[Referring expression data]
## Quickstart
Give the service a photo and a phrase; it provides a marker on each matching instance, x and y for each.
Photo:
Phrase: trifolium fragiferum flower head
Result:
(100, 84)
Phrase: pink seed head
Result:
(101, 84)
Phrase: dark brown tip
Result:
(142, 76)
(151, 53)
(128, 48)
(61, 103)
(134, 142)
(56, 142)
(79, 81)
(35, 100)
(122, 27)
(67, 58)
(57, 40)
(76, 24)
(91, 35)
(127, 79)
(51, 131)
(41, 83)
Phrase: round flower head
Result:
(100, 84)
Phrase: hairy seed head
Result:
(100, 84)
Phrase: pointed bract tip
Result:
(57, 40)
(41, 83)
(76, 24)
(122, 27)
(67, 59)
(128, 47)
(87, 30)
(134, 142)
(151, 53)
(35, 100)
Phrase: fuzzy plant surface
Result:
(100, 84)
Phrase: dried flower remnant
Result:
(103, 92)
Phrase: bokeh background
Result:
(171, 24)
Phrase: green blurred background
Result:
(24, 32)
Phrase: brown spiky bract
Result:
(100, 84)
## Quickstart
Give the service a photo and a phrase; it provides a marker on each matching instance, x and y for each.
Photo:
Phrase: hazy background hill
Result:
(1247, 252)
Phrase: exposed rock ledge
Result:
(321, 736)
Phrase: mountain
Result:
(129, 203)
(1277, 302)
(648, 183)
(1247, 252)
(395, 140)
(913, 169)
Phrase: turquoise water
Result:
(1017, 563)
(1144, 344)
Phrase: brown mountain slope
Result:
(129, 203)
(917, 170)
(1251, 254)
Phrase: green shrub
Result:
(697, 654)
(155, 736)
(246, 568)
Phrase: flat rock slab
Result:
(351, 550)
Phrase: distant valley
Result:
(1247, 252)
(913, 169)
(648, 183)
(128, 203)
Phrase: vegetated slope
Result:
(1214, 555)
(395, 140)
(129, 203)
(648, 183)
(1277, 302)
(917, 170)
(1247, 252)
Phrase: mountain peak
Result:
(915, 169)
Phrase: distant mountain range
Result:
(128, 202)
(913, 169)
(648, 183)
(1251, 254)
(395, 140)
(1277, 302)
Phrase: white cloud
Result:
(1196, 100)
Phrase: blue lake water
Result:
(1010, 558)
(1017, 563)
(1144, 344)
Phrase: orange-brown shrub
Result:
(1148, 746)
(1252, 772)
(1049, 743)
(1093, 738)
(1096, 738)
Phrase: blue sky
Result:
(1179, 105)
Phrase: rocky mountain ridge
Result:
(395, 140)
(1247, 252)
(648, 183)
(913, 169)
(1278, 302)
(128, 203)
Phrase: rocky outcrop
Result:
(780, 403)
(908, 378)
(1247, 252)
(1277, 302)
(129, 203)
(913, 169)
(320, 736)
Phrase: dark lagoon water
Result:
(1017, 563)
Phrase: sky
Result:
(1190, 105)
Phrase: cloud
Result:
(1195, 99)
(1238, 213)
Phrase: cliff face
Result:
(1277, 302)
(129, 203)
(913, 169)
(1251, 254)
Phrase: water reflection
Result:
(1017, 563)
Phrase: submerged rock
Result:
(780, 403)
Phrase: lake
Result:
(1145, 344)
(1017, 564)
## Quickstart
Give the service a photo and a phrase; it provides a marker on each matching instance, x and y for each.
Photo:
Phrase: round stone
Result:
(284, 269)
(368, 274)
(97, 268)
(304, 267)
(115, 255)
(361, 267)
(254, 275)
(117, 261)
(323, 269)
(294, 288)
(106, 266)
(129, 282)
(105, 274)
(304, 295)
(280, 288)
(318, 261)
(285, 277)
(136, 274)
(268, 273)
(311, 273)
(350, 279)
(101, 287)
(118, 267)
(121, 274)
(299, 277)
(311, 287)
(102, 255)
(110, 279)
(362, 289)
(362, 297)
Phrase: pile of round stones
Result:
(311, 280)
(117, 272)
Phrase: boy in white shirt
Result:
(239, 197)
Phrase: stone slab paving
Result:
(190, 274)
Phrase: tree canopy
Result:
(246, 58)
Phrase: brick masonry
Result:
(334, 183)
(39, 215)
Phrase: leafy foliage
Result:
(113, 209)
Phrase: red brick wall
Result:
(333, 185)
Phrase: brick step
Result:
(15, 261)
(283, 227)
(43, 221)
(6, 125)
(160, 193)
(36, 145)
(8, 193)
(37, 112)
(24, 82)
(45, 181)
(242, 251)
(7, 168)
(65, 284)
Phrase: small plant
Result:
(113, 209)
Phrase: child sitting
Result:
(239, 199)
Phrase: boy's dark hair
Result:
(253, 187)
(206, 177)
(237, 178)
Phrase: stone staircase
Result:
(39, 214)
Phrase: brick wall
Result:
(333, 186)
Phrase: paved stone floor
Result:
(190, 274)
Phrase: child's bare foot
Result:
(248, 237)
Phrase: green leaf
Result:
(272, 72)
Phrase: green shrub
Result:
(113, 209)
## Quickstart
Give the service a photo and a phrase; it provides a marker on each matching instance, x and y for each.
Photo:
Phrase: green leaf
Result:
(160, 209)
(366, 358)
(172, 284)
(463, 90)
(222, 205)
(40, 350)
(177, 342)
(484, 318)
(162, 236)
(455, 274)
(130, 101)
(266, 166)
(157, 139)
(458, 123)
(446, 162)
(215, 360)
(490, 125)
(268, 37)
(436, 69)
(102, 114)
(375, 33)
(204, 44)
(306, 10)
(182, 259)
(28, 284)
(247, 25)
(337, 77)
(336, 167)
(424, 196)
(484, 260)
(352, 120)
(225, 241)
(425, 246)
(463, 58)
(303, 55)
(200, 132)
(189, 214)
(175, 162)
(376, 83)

_WHAT IS NEEDED_:
Take the records above and return, word for word, only the lines that fall from the line with "Phrase: cliff face" to the line with "Phrase: round stone", both of them included.

_EXERCISE RESPONSE_:
Phrase: cliff face
Result:
(1277, 302)
(129, 203)
(913, 169)
(1251, 254)
Phrase: water reflection
Result:
(1017, 563)
Phrase: submerged rock
Result:
(780, 403)
Phrase: lake
Result:
(1145, 344)
(1017, 564)
## Quickstart
Give the service a photo and a phrase; it provides a marker on each matching instance, x and y for each.
Photo:
Phrase: round stone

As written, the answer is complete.